--- GOAL OF THE EXERCISE ---
Return an exact transcript of the material below from the line containing "Target: thrush" through its final line, and no other lines.

◆ ◆ ◆

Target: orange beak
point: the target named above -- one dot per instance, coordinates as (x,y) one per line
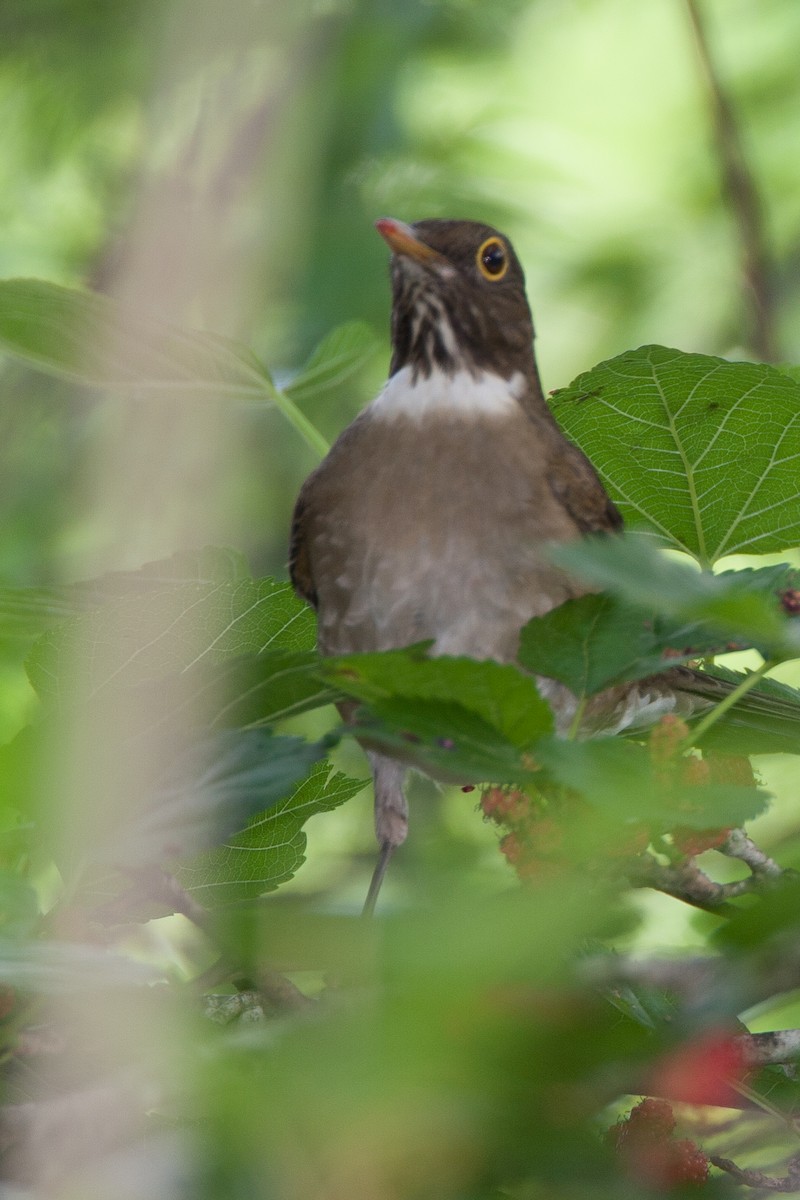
(401,239)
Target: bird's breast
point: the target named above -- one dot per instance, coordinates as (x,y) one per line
(431,517)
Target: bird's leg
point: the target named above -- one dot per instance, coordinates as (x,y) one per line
(391,819)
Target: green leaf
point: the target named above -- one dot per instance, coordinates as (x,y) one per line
(55,969)
(596,641)
(767,720)
(96,341)
(618,777)
(210,791)
(18,907)
(272,846)
(343,352)
(28,612)
(441,738)
(503,696)
(702,451)
(140,637)
(776,913)
(739,603)
(247,690)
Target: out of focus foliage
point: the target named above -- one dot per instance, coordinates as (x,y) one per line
(190,187)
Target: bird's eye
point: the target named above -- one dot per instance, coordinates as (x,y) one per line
(492,259)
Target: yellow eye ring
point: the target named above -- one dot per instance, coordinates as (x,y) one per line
(492,259)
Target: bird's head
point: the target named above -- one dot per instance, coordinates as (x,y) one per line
(458,299)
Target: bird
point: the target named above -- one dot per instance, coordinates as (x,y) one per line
(432,516)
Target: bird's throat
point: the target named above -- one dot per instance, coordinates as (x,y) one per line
(461,394)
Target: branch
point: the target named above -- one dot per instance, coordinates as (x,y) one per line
(685,881)
(791,1182)
(741,193)
(739,845)
(776,1047)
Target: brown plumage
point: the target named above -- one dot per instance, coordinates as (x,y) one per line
(429,517)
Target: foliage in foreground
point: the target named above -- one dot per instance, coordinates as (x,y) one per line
(488,1038)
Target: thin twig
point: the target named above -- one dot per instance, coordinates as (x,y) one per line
(743,847)
(741,192)
(791,1182)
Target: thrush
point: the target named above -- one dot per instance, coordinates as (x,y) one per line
(432,515)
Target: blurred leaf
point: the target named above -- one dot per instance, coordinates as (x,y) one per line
(443,738)
(619,778)
(88,337)
(739,603)
(767,719)
(272,846)
(258,688)
(140,637)
(500,694)
(18,907)
(777,912)
(28,612)
(596,641)
(337,357)
(702,451)
(210,791)
(54,969)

◆ ◆ ◆

--- RESULT ---
Target: thrush
point: the target named above -- one dot per instance, coordinates as (x,y) one per line
(432,515)
Target: blurred leaf
point: the target named above -- one dot per instance, coordinates as (x,y) one per line
(443,738)
(619,778)
(88,337)
(739,603)
(767,719)
(272,846)
(258,688)
(140,637)
(500,694)
(18,907)
(777,912)
(28,612)
(596,641)
(337,357)
(702,451)
(210,791)
(54,969)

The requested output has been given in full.